Nel 2024, il numero di sviluppatori occupati negli Stati Uniti è sceso ai livelli più bassi dal 1980. Un cambiamento che non si spiega solo con la situazione economica: l’intelligenza artificiale e l’automazione hanno ridotto la necessità di programmatori dedicati a compiti standard, facendo calare la domanda di manodopera generalista.
Neolaureati senza sbocchi
Le università americane, intanto, continuano a sfrornare un alto numero di laureati in informatica, ma il mercato non è più in grado di assorbirli. Secondo un recente studio della 'Federal Reserve Bank' di New York, i laureati in informatica delle università statunitensi devono affrontare tassi di disoccupazione compresi tra il 6,1% e il 7,5%, più del doppio rispetto a quelli dei laureati in biologia o storia dell'arte.
Anche studenti provenienti da istituzioni prestigiose, come Berkeley, faticano a trovare lavoro. Per questo, molti giovani accettano impieghi precari o fuori dal proprio ambito di studi, lavorando nella ristorazione o nel commercio al dettaglio.
Il valore delle competenze giuste
Le aziende non hanno comunque smesso di cercare personale tecnico, ma sono cambiate le figure richieste. Oggi le opportunità si concentrano in aree specifiche come intelligenza artificiale, machine learning, cybersecurity e data engineering.
Le imprese preferiscono, inoltre, candidati con esperienza, capaci di affrontare progetti complessi e integrare capacità tecniche con visione strategica. Saper scrivere codice, da solo, non basta più. La conoscenza dei linguaggi di programmazione è diventata un requisito di base, non un vantaggio. Ciò che fa la differenza è la capacità di risolvere problemi che l’automazione ancora non può affrontare.

• [DATI FORNITI]
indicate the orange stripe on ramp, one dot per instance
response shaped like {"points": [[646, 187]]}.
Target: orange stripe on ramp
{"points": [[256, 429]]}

• [CONSEGNE DI LAVORO]
**a.** Trascrivi la parte del brano sugli sviluppatori che comincia dalle parole "Nel 2024, il" e si ferma dopo le parole "o storia dell'arte.".
**b.** Scrivi il seguito del brano sul lavoro degli sviluppatori informatici, partendo dopo l'ultima frase riportata.
L'elenco proviene da una fonte diversa rispetto al brano.

• [LE TUE RISPOSTE]
**a.**
Nel 2024, il numero di sviluppatori occupati negli Stati Uniti è sceso ai livelli più bassi dal 1980. Un cambiamento che non si spiega solo con la situazione economica: l’intelligenza artificiale e l’automazione hanno ridotto la necessità di programmatori dedicati a compiti standard, facendo calare la domanda di manodopera generalista.
Neolaureati senza sbocchi
Le università americane, intanto, continuano a sfrornare un alto numero di laureati in informatica, ma il mercato non è più in grado di assorbirli. Secondo un recente studio della 'Federal Reserve Bank' di New York, i laureati in informatica delle università statunitensi devono affrontare tassi di disoccupazione compresi tra il 6,1% e il 7,5%, più del doppio rispetto a quelli dei laureati in biologia o storia dell'arte.

**b.**
Tracy Camp, direttore esecutivo e CEO della Computing Research Association negli Stati Uniti, secondo quanto riportato da 'ynetnews.com' avrebbe dichiarato: “I neolaureati in informatica dovrebbero essere particolarmente colpiti quest'anno, poiché molte università stanno solo ora iniziando a formare gli studenti sugli strumenti di codifica basati sull'intelligenza artificiale”.
Il dopo “età dell’oro”
Dopo la crisi finanziaria del 2008, l’esplosione delle startup e il boom digitale avevano trasformato la Silicon Valley in un punto di arrivo per intere generazioni di aspiranti sviluppatori. Ma oggi, quella fase sembra definitivamente chiusa. Gli stipendi iniziano a ridimensionarsi, le assunzioni rallentano e le opportunità si spostano verso settori di nicchia altamente specializzati.
Il comparto tech rimane strategico, ma ha perso lo status di “porto sicuro” per chi cerca lavoro dopo la laurea. Negli Stati Uniti, studiare informatica non rappresenta più una garanzia di successo. E in Italia? Anche nel nostro Paese si comincia a riconoscere il valore delle competenze trasversali, con una crescente attenzione non solo alla tecnica, ma anche alla capacità di adattamento e di pensiero critico.